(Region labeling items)
★ ★ ★

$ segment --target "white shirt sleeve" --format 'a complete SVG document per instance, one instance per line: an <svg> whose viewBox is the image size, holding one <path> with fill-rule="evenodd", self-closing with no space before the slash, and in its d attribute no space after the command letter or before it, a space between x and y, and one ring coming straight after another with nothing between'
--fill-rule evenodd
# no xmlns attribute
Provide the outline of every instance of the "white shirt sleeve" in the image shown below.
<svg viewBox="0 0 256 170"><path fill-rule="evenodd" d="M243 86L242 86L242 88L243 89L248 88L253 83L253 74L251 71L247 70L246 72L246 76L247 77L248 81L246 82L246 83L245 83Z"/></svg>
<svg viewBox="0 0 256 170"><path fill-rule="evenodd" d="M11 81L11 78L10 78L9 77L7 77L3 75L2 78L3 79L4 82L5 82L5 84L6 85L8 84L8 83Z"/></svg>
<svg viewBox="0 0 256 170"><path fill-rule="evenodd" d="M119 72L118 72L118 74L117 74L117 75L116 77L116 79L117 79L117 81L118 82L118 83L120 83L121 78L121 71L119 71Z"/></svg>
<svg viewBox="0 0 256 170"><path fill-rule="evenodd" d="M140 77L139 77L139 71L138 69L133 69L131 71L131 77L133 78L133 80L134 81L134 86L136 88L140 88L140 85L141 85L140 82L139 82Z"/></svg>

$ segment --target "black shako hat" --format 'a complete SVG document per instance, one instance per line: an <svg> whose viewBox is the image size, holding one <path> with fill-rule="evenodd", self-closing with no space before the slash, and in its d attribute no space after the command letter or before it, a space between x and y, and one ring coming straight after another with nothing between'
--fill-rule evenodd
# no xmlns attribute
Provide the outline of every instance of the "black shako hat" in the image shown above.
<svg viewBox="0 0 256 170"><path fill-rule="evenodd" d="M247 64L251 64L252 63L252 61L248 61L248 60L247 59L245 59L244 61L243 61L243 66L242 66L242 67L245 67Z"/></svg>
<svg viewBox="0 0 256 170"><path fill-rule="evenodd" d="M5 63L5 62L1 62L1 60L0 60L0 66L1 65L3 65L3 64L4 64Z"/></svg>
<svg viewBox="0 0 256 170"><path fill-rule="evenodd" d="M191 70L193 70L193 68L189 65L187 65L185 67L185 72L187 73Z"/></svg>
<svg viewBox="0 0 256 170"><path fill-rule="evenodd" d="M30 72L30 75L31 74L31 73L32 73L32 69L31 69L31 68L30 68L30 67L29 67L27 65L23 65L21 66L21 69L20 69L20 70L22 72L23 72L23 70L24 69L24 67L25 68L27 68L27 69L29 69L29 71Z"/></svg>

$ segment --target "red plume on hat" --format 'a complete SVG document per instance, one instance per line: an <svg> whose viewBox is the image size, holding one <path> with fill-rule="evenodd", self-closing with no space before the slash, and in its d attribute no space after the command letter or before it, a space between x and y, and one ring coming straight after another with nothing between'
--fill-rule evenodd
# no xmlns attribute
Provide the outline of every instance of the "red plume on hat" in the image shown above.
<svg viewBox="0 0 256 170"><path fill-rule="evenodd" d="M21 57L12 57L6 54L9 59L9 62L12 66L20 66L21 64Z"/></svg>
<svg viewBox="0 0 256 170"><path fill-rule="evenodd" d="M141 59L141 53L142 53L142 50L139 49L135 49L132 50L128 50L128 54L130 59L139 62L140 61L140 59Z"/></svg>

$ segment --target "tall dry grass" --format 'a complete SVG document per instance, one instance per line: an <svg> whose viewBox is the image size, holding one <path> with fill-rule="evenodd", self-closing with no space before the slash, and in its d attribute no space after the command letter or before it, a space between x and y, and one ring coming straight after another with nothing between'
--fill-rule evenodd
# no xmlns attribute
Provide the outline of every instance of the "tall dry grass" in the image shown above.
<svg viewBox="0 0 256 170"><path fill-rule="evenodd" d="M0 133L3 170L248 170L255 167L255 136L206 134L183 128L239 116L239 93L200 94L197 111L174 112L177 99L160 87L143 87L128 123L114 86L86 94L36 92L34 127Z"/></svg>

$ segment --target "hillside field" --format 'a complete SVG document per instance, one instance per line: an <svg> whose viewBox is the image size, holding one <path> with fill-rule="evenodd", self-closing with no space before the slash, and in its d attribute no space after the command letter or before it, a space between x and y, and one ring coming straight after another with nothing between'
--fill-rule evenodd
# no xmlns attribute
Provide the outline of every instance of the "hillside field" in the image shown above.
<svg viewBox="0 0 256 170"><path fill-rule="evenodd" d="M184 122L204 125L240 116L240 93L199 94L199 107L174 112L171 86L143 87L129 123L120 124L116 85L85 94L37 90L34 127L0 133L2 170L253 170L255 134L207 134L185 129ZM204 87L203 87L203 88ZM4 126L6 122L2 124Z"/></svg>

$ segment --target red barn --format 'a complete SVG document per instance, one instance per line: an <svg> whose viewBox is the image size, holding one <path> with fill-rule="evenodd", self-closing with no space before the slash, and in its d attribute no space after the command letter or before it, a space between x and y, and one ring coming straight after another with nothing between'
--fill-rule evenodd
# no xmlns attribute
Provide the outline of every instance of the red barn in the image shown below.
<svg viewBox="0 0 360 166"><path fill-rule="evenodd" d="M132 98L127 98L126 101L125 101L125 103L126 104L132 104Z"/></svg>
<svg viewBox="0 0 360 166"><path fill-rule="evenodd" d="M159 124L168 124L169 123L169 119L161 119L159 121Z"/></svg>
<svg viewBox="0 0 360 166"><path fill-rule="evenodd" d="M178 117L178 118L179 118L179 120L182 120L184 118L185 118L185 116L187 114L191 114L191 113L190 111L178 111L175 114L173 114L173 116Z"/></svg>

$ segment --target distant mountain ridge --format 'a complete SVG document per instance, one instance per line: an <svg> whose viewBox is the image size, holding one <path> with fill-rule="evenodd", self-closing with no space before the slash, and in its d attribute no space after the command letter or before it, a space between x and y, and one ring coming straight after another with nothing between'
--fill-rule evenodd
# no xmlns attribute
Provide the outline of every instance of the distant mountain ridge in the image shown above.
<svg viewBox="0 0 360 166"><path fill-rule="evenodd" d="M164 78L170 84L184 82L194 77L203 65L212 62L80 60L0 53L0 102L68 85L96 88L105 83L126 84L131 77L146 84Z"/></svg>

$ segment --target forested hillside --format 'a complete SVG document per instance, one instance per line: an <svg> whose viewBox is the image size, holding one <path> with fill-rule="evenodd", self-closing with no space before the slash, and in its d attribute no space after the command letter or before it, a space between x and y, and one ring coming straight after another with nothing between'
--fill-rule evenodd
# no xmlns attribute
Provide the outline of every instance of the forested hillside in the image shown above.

★ ★ ★

▶ **Written request**: Give an exact copy of all the data shown above.

▶ **Exercise response**:
$ segment --target "white shirt sleeve" --format 'a complete SVG document per instance, one instance per line: an <svg> whose viewBox is the image size, holding one <path> with fill-rule="evenodd", self-closing with no space before the slash, and in its d attribute no space after the command letter or before it, a space between x and y, and one ring coming straight after another with nothing between'
--fill-rule evenodd
# no xmlns attribute
Provide the outline of every instance of the "white shirt sleeve" in the image shown below.
<svg viewBox="0 0 256 170"><path fill-rule="evenodd" d="M243 86L242 86L242 88L243 89L248 88L253 83L253 74L251 71L247 70L246 72L246 76L247 77L248 81L246 82L246 83L245 83Z"/></svg>
<svg viewBox="0 0 256 170"><path fill-rule="evenodd" d="M11 81L11 78L10 78L9 77L7 77L3 75L2 78L3 79L4 82L5 82L5 84L6 85L8 84L8 83Z"/></svg>
<svg viewBox="0 0 256 170"><path fill-rule="evenodd" d="M119 72L118 72L118 74L117 74L117 75L116 77L116 79L117 79L117 81L118 82L118 83L120 83L121 78L121 71L119 71Z"/></svg>
<svg viewBox="0 0 256 170"><path fill-rule="evenodd" d="M140 77L139 77L139 71L138 69L133 69L131 71L131 77L133 78L133 80L134 81L134 86L136 88L140 88L140 85L141 85L140 82L139 82Z"/></svg>

$ segment --target "black shako hat" --format 'a complete SVG document per instance, one instance per line: an <svg> whose viewBox is the image size, holding one <path> with fill-rule="evenodd", self-closing with no space before the slash, and in its d attribute no space after the command letter or before it, a space between x and y, and one ring coming straight after another with nothing between'
--fill-rule evenodd
# no xmlns attribute
Provide the outline of every instance of the "black shako hat" in the image shown above.
<svg viewBox="0 0 256 170"><path fill-rule="evenodd" d="M247 64L251 64L252 63L252 61L248 61L248 60L247 59L245 59L244 61L243 61L243 66L242 66L242 67L245 67Z"/></svg>
<svg viewBox="0 0 256 170"><path fill-rule="evenodd" d="M5 63L5 62L1 62L1 60L0 60L0 66L1 65L3 65L3 64L4 64Z"/></svg>
<svg viewBox="0 0 256 170"><path fill-rule="evenodd" d="M191 70L193 70L193 68L189 65L187 65L185 67L185 72L187 73Z"/></svg>
<svg viewBox="0 0 256 170"><path fill-rule="evenodd" d="M30 72L30 75L31 74L31 73L32 73L32 69L31 69L31 68L30 68L30 67L29 67L27 65L23 65L21 66L21 69L20 69L20 70L22 72L23 72L23 70L24 69L24 67L25 68L27 68L27 69L29 69L29 71Z"/></svg>

$ segment --target "red plume on hat" --format 'a complete SVG document per instance, one instance per line: an <svg> whose viewBox is the image size, holding one <path> with fill-rule="evenodd", self-closing with no space before the slash, and in its d attribute no space after the command letter or before it, a space between x and y, and one ring coming straight after another with nothing between'
--fill-rule evenodd
# no xmlns attribute
Provide the outline of every instance of the "red plume on hat" in the image shown above.
<svg viewBox="0 0 256 170"><path fill-rule="evenodd" d="M21 57L12 57L6 54L9 59L9 62L12 66L20 66L21 64Z"/></svg>
<svg viewBox="0 0 256 170"><path fill-rule="evenodd" d="M141 59L141 53L142 53L142 50L139 49L135 49L132 50L128 50L128 54L130 59L139 62L140 61L140 59Z"/></svg>

$ segment --target "tall dry grass" --format 'a complete SVG document per instance, one instance per line: an <svg> whose viewBox is the image size, holding one <path> with fill-rule="evenodd", self-closing with no space before the slash, and in its d attribute no space after the command letter or before it, a space between x and y, and one ring coming straight after another with nothing between'
--fill-rule evenodd
# no xmlns attribute
Provide the outline of every instance of the "tall dry grass" in the image shown above.
<svg viewBox="0 0 256 170"><path fill-rule="evenodd" d="M0 133L3 170L248 170L255 167L255 136L206 134L183 128L239 116L239 93L200 94L197 111L174 112L177 99L160 87L143 87L128 123L114 86L86 94L36 92L34 127Z"/></svg>

$ segment --target "hillside field" --format 'a complete SVG document per instance, one instance per line: an <svg> whose viewBox is the image size, holding one <path> with fill-rule="evenodd", self-closing with no space before the slash, and in its d attribute no space after the command letter or before it, a space between x and y, and one ring coming straight after another with nothing between'
--fill-rule evenodd
# no xmlns attribute
Provide the outline of every instance of the "hillside field" in the image shown above.
<svg viewBox="0 0 256 170"><path fill-rule="evenodd" d="M184 122L204 125L240 116L240 93L199 94L199 107L174 112L171 86L143 87L129 123L120 124L116 85L85 94L37 90L34 127L0 133L2 170L253 170L255 134L207 134L185 129ZM204 87L203 87L203 88ZM4 126L6 122L2 124Z"/></svg>

$ segment --target red barn --format 'a complete SVG document per instance, one instance per line: an <svg> whose viewBox is the image size, holding one <path> with fill-rule="evenodd", self-closing with no space before the slash, and in its d attribute no space after the command letter or before it, a space between x and y, and one ring coming straight after another with nothing between'
--fill-rule evenodd
# no xmlns attribute
Provide the outline of every instance of the red barn in the image shown below.
<svg viewBox="0 0 360 166"><path fill-rule="evenodd" d="M132 98L127 98L126 101L125 101L125 103L126 104L132 104Z"/></svg>
<svg viewBox="0 0 360 166"><path fill-rule="evenodd" d="M159 124L168 124L169 123L169 119L161 119L159 121Z"/></svg>
<svg viewBox="0 0 360 166"><path fill-rule="evenodd" d="M178 117L178 118L179 118L179 120L182 120L184 118L185 118L185 116L187 114L191 114L191 113L190 111L178 111L175 114L173 114L173 116Z"/></svg>

$ segment --target distant mountain ridge --format 'a complete SVG document per instance, one instance per line: an <svg> whose viewBox is the image size, holding one <path> with fill-rule="evenodd", self-closing with no space before the slash, and in its d attribute no space after the command letter or before it, a space between x and y, and one ring coming straight after another with nothing between'
--fill-rule evenodd
# no xmlns attribute
Provide the outline of every instance of the distant mountain ridge in the image shown above.
<svg viewBox="0 0 360 166"><path fill-rule="evenodd" d="M164 78L170 84L184 82L194 77L203 65L212 62L80 60L0 53L0 102L68 85L96 88L105 83L126 84L131 77L146 84Z"/></svg>

$ segment --target forested hillside --format 'a complete SVG document per instance, one instance per line: an <svg> whose viewBox is the image size, holding one <path> with fill-rule="evenodd", self-closing with no space before the slash, and in its d attribute no space after the command letter or before it, a space between x and y, and one ring coming straight after another with nothing between'
--fill-rule evenodd
# no xmlns attribute
Provide the outline of every instance of the forested hillside in the image shown above.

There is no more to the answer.